• Instruction: Repeat every entry below word for word, keeping each line as it is.

• Task input:
==============================
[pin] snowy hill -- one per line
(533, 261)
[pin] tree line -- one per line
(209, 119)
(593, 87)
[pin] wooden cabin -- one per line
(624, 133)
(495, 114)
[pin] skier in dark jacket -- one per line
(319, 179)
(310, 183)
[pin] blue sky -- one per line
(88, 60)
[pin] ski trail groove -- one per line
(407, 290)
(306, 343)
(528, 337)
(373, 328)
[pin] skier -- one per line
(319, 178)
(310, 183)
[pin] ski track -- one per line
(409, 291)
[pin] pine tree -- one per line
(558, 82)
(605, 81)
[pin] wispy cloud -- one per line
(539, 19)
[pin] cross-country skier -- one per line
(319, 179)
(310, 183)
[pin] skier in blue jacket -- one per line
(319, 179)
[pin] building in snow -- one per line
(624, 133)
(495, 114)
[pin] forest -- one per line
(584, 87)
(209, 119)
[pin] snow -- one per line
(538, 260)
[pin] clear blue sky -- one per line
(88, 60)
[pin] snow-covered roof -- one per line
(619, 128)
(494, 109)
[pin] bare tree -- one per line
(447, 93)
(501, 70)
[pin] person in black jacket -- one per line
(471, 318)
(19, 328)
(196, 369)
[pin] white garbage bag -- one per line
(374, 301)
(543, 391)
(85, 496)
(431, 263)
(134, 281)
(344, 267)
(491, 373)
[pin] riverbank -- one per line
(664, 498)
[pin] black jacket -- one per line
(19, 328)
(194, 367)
==============================
• Result of this exercise:
[pin] snowy hill -- one per line
(533, 261)
[pin] tree line -- one per line
(209, 119)
(593, 87)
[pin] wooden cabin -- one per line
(624, 133)
(495, 114)
[pin] skier in dark jacket -- one per line
(319, 179)
(310, 183)
[pin] blue sky -- one per line
(88, 60)
[pin] ski trail groove -- one per line
(407, 290)
(306, 343)
(528, 337)
(373, 328)
[pin] skier -- one per line
(319, 178)
(310, 183)
[pin] ski track -- one per line
(409, 291)
[pin] pine tree -- one per line
(558, 82)
(605, 81)
[pin] wispy cloud -- one per line
(539, 19)
[pin] cross-country skier -- one per line
(319, 179)
(310, 183)
[pin] skier in blue jacket -- one per line
(319, 179)
[pin] building in snow -- one per line
(624, 133)
(495, 114)
[pin] forest -- one per line
(584, 87)
(209, 119)
[pin] snow -- one per line
(538, 260)
[pin] clear blue sky -- one per line
(88, 60)
[pin] snow-covered roof -- one per line
(619, 128)
(494, 109)
[pin] bare tree -- one per line
(447, 93)
(501, 70)
[pin] person in black jacket -- one per line
(471, 318)
(19, 328)
(196, 369)
[pin] white garbage bag -- one per line
(374, 301)
(543, 391)
(85, 496)
(431, 263)
(134, 281)
(344, 267)
(491, 373)
[pin] riverbank -- one per line
(664, 498)
[pin] black jacket -- one per line
(19, 328)
(194, 367)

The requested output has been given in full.